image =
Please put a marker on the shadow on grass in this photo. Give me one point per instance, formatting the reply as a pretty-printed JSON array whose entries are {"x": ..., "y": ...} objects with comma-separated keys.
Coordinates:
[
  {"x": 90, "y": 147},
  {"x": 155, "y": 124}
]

---+---

__TASK ITEM__
Repeat, exactly and in full, the records shown above.

__SOLUTION FOR THIS PROBLEM__
image =
Please put a marker on the shadow on grass in this photo. Give me one point per instance, formatting the reply as a pretty-printed JSON array whose entries are {"x": ..., "y": ...} objects with comma-separated keys.
Coordinates:
[
  {"x": 90, "y": 147},
  {"x": 155, "y": 124}
]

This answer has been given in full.